---------- DATA SHOWN

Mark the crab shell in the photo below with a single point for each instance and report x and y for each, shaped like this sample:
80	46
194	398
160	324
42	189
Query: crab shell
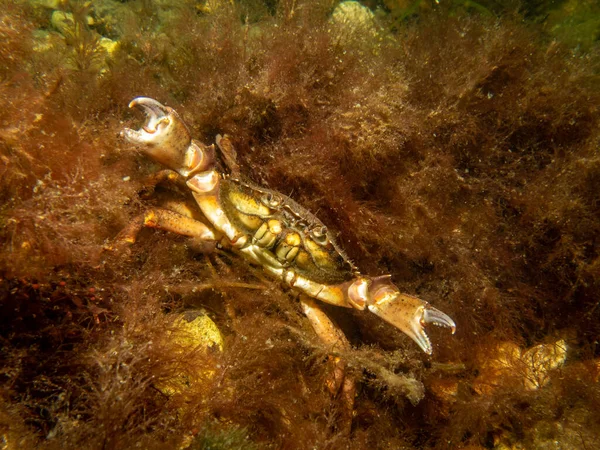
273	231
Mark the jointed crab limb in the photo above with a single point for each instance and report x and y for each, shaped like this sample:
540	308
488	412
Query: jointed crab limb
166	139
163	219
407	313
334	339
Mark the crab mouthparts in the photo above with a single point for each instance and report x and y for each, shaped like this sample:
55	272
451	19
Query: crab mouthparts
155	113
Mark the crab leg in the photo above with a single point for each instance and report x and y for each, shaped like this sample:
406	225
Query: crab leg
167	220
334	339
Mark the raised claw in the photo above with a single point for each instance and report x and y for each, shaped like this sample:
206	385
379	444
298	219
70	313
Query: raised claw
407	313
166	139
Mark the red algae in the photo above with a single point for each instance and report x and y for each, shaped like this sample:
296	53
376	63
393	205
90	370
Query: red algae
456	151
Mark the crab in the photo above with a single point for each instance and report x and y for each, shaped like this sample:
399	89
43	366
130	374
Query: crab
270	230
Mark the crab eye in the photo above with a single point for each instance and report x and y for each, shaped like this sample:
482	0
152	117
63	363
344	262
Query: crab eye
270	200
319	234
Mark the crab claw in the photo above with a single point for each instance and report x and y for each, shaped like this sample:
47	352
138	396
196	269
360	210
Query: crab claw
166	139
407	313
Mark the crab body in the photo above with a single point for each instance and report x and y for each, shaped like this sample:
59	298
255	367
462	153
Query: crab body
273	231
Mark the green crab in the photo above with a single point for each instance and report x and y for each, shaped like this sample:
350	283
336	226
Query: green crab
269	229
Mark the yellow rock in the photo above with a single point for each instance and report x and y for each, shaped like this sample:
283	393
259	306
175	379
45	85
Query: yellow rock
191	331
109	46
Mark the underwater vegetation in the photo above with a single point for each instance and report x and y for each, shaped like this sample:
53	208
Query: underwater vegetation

--------------------

▶ EXERCISE DIRECTIONS:
Repeat the full listing above exactly, with no pictures in the copy.

▶ RESPONSE TO THIS TASK:
Mark the crab shell in the photo below with a single point for each instance and report x and y for each, shaped like this sample:
80	46
194	398
160	324
42	189
Query: crab shell
273	231
Mark the jointed crab limb in the photo above with a single point for each instance and report x and y for each, shaped like this sample:
540	308
488	412
Query: jointed crab limb
166	139
163	219
407	313
334	339
Mark the crab mouthparts in the photo above with a single point for each instance and report x and y for each, shaped like this sample:
55	272
451	19
Query: crab mouthparts
155	113
Mark the crab leg in the photo above with a single point for each instance and report x and y for each, shaped like this sample:
406	225
Query: crab leg
167	220
334	339
Mark the raised claw in the photo above with a single point for each instance and report x and y for each, shaped like this sample:
206	385
379	444
298	219
70	313
Query: raised claw
407	313
166	139
Mark the red algae in the photo above with a single point for each instance and report x and y for each, shaped like this sample:
296	53
376	63
393	205
90	370
Query: red algae
456	151
Mark the crab in the photo above with a single point for each instance and report x and y for each, shaped like this sample:
399	89
43	366
130	374
Query: crab
270	230
Mark the crab eye in the photo above with a single point for each instance and report x and y for each, shaped like this sample:
482	0
152	117
63	363
344	262
Query: crab eye
270	200
319	234
Mark the crab claw in the photo above with a single point for each instance and report x and y for each, shaped like this sample:
47	352
138	396
196	269
360	210
Query: crab claw
166	139
407	313
Mark the crab body in the photo above with a single point for each instance and report x and y for each, shaped like this sample:
59	298
255	367
462	153
Query: crab body
273	231
Mark the green crab in the photo above with a single point for each instance and report x and y for each, shaped like this sample:
350	283
336	226
Query: green crab
269	229
Mark the yellow rock in the photo above with a single point for each instance and report x and y for each, shaped like this sample:
283	393
259	306
175	379
45	85
Query: yellow rock
191	331
109	46
Mark the underwater vegetation in the photo above with a single point for each instance and report x and y for each, shaped like this sample:
53	208
Query: underwater vegetation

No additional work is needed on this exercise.